Location labeling records:
- - -
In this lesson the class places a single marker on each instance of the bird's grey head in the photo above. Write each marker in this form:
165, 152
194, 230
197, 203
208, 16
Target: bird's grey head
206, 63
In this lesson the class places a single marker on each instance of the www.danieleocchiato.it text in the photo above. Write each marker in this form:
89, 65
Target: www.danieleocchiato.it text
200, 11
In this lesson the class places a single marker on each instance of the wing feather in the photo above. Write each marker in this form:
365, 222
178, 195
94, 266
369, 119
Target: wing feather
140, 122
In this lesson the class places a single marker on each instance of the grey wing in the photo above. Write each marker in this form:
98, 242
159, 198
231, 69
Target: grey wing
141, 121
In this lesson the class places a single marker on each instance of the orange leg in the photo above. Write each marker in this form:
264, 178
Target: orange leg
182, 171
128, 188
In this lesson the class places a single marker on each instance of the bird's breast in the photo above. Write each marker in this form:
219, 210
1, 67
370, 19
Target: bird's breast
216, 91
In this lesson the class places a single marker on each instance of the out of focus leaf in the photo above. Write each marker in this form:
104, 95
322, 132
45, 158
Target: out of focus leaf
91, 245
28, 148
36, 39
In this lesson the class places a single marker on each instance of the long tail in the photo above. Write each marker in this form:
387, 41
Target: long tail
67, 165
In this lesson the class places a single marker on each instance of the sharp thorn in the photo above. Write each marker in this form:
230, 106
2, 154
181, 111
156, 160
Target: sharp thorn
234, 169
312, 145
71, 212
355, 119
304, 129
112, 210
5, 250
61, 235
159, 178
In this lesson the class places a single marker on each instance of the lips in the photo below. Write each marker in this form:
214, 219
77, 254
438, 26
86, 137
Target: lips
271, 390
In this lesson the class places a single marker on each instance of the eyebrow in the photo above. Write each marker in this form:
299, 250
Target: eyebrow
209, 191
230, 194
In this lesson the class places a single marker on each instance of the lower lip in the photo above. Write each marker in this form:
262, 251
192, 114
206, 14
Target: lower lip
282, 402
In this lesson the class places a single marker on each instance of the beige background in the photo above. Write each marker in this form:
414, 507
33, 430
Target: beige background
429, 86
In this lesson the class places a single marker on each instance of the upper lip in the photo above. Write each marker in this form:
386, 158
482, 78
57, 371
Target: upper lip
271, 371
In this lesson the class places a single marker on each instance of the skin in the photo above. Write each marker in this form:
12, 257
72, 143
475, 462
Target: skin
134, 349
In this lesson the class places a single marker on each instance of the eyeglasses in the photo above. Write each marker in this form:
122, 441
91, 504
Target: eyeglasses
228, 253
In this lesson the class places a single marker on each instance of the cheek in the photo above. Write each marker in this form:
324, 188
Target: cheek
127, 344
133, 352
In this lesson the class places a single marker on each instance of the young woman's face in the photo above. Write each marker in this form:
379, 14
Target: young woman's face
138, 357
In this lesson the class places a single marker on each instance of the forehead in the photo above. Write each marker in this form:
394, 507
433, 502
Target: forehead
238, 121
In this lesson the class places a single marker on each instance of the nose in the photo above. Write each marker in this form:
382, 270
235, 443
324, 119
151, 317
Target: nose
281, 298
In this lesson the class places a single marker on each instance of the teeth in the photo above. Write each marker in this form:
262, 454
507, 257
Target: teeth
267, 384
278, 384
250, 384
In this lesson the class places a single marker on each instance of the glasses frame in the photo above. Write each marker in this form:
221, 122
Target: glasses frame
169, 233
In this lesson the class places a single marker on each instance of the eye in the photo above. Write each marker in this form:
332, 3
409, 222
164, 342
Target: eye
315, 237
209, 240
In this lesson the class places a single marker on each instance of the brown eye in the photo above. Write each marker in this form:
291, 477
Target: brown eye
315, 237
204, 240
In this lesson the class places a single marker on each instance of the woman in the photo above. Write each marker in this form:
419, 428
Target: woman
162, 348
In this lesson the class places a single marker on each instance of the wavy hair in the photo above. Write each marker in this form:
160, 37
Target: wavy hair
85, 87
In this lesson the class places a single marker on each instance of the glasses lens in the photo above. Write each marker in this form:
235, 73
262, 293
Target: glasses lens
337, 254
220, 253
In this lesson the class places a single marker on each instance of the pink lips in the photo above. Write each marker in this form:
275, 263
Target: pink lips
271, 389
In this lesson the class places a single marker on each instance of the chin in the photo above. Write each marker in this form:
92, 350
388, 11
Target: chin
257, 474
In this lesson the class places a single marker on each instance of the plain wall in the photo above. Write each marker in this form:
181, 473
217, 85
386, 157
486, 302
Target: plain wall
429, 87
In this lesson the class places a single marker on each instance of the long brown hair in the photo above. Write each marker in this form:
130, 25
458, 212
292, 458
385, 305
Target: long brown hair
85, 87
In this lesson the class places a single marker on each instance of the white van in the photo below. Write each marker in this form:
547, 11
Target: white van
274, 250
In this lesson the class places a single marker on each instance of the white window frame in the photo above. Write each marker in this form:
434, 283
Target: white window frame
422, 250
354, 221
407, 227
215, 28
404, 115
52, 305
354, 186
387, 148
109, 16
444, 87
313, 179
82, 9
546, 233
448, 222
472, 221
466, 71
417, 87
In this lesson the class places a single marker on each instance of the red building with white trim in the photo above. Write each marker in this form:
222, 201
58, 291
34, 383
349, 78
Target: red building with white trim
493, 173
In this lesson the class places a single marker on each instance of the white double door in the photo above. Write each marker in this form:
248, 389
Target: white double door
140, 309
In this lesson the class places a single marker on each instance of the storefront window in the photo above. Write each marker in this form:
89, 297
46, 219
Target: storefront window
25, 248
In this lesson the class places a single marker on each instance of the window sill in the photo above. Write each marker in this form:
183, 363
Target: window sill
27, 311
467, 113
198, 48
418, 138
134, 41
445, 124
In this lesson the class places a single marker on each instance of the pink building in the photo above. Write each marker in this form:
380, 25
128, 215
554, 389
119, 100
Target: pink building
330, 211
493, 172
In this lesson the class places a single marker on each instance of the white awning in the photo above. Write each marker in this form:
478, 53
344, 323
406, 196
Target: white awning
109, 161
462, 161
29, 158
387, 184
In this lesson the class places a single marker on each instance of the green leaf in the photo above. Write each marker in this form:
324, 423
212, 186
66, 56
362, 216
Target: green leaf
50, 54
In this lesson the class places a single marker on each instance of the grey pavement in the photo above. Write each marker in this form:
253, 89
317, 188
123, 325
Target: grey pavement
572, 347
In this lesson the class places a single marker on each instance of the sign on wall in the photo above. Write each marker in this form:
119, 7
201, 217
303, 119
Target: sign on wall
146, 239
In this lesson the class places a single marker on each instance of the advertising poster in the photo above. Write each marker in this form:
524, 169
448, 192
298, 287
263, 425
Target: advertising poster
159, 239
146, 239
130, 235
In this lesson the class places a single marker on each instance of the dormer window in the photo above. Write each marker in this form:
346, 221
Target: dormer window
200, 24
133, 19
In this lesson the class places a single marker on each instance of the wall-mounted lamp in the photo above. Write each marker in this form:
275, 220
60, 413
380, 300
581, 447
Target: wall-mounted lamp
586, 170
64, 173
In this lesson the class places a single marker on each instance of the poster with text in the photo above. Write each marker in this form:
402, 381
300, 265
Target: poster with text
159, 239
- - -
Exercise directions:
Reproduce the entries above in full by retyping them exactly.

Task response:
In this lesson the class places a single marker on each instance of the bird's grey head in the photo above. Write each marker in this form:
165, 152
194, 230
197, 203
208, 16
Target: bird's grey head
206, 63
In this lesson the class places a single marker on each instance of the www.danieleocchiato.it text in the photo above. Write each marker in this form:
89, 65
Target: www.danieleocchiato.it text
200, 11
In this lesson the class places a single marker on each instance of the wing feather in the photo above. Write each marker in this form:
365, 222
178, 195
94, 266
369, 119
Target: wing feather
140, 122
In this lesson the class places a single marker on each instance of the grey wing in the photo above. Write each marker in this form:
98, 242
159, 198
231, 69
Target: grey wing
141, 121
In this lesson the class places a single marker on each instance of the orange leg in the photo above. Write each marker in this form:
264, 178
Target: orange leg
182, 171
128, 188
In this lesson the class places a single marker on each instance of the bird's breast in the photo above. Write each marker in this form:
219, 210
1, 67
370, 19
Target: bird's breast
216, 91
In this lesson the class places a single marker on each instance of the out of focus leaf in the photo above. Write each marker in this form:
104, 95
322, 132
45, 158
Target: out of focus leaf
91, 245
28, 148
36, 39
In this lesson the class places a single marker on each instance of the long tail in the photo above. Write each marker in this form:
387, 41
Target: long tail
67, 165
In this lesson the class places a single marker on each instance of the sharp thorn in the photo above. Write each marker in this form:
230, 106
2, 154
181, 111
156, 160
Target: sharp thorn
234, 169
312, 145
71, 212
355, 119
304, 129
112, 210
5, 250
61, 235
159, 178
In this lesson the class places a single marker on each instance of the lips in the photo below. Write each marker in this form:
214, 219
77, 254
438, 26
86, 137
Target: lips
271, 390
In this lesson the class places a single marker on each instance of the eyebrow in the photo above. Write each marker in this form:
299, 250
Target: eyebrow
209, 191
230, 194
In this lesson the class places a single marker on each instance of the lower lip in the photo above. Write each marker in this form:
262, 251
192, 114
206, 14
Target: lower lip
282, 402
In this lesson the class places a single marker on each instance of the beige background in the photo above. Write each marker in this form:
414, 507
33, 430
Target: beige background
429, 86
In this lesson the class places a single marker on each instance of the upper lip in the photo above. Write each marker in this form:
386, 158
482, 78
57, 371
Target: upper lip
271, 371
In this lesson the class places a single marker on each instance of the skin in the photo above. Write each marker in this form:
12, 257
72, 143
475, 462
Target: skin
134, 349
In this lesson the class places a single marker on each instance of the eyeglasses in the photo above. Write each marker in this form:
122, 441
91, 504
Target: eyeglasses
228, 253
In this lesson the class places a single marker on each instance of the cheek in the photo above. Write each marker in this form:
324, 188
Target: cheek
127, 344
133, 352
In this lesson the class places a single marker on each instance of the young woman's face in the photo above. Write each marker in this form:
379, 14
Target: young woman's face
138, 357
In this lesson the class places a single marker on each instance of the forehead in the photo above. Write each marker in this form:
394, 507
433, 502
Target: forehead
238, 121
In this lesson the class places a single marker on each instance of the nose in the photo above. Write each marker in this form:
382, 270
235, 443
324, 119
151, 317
Target: nose
281, 298
In this lesson the class places a single marker on each instance of the teeth in the photo above. Write each marker in this form:
262, 454
507, 257
Target: teeth
267, 384
278, 384
250, 384
In this lesson the class places a single marker on each instance of the glasses frame in the photo above. Write each marker in this form:
221, 122
Target: glasses frame
169, 233
In this lesson the class places a single marker on each instance of the eye in the photo above. Write each marker in this form:
332, 3
409, 222
164, 342
Target: eye
315, 237
209, 240
In this lesson the class places a single marker on each instance of the brown eye in the photo above. Write each marker in this form:
291, 477
Target: brown eye
315, 237
204, 240
In this lesson the class places a single marker on each instance of the woman in the photo above. Write each marker in this form:
419, 428
Target: woman
162, 348
In this lesson the class places a single marker on each instance of the wavy hair in the photo above. Write each marker in this form:
160, 37
Target: wavy hair
85, 87
In this lesson the class places a single marker on each instance of the glasses lens in the photo above. Write each marker in this form:
235, 73
262, 293
Target: glasses lens
337, 254
220, 253
In this lesson the class places a single marker on each instance of the pink lips in the photo above. Write each marker in this form:
275, 263
Target: pink lips
271, 389
In this lesson the class places a single marker on each instance of the chin in the photo above. Write each marker in this form:
92, 350
388, 11
Target: chin
257, 474
In this lesson the class places a single marker on each instance of the plain wall in the photo above. Write each marker in this form:
181, 473
217, 85
386, 157
486, 302
Target: plain wall
429, 87
In this lesson the class places a single marker on each instance of the long brown hair in the photo above. Write each marker in this form:
130, 25
458, 212
292, 458
385, 305
Target: long brown hair
85, 87
In this lesson the class places a single marker on each instance of the white van in the photo below. Write each marker in this form:
547, 11
Target: white van
274, 250
In this lesson the class places a single marker on each instance of the white window frame in the photo above. Write each marker in this form:
434, 283
Target: white window frame
422, 250
354, 221
407, 227
215, 28
404, 115
52, 305
354, 186
387, 148
109, 16
444, 87
313, 179
82, 9
546, 233
448, 222
472, 221
466, 71
417, 87
In this lesson the class places a single marker on each instance of the red building with white trim in the photo above. Write each marker in this form:
222, 201
58, 291
34, 383
349, 78
Target: red building with white trim
493, 173
In this lesson the class places a single marker on each instance of the white double door in the photo above. Write each marker in this form:
248, 389
Target: white double door
140, 309
In this lesson the class places a single marker on each instance of the storefront window in the photo above. Write each marker in this form:
89, 297
46, 219
Target: storefront window
25, 248
In this lesson the class places a single marker on each instance of the window sill in the photo above. Write each marker in this form:
183, 363
Target: window sill
27, 311
467, 113
198, 48
418, 138
134, 41
445, 124
In this lesson the class places a single marker on each instance of the pink building in the photo above. Write each marker in this form:
380, 25
128, 215
554, 389
119, 100
Target: pink building
330, 211
493, 172
In this lesson the class places a single marker on each instance of the white awning in the photo above. Write each marker in this form:
478, 53
344, 323
406, 196
Target: white awning
109, 161
462, 161
29, 158
387, 184
In this lesson the class places a single marker on each instance of the green leaf in the photo above. Write each marker in this form:
324, 423
212, 186
66, 56
362, 216
Target: green leaf
50, 54
In this lesson the class places a single marker on each instance of the grey pavement in the photo above. Write each marker in this form:
253, 89
317, 188
123, 325
Target: grey pavement
572, 347
In this lesson the class places a single marker on each instance of the sign on wall in the photo above. Write each marker in this form:
119, 7
201, 217
303, 119
Target: sign on wall
146, 239
In this lesson the class places a single marker on each instance of the advertising poster in the photo above. Write each marker in this form:
524, 169
448, 192
298, 287
263, 425
Target: advertising poster
159, 239
146, 239
130, 235
In this lesson the class places a single marker on each instance of the dormer window in the photo above. Write each marker in this form:
346, 221
Target: dormer window
200, 24
133, 19
In this lesson the class places a single marker on each instance of the wall-mounted lamp in the photo above. Write each marker in this form:
275, 220
60, 413
380, 300
581, 447
Target: wall-mounted lamp
586, 170
64, 173
In this lesson the class places a single marker on each instance of the poster with text in the photo above. Write each marker in this form:
402, 381
300, 265
Target: poster with text
159, 239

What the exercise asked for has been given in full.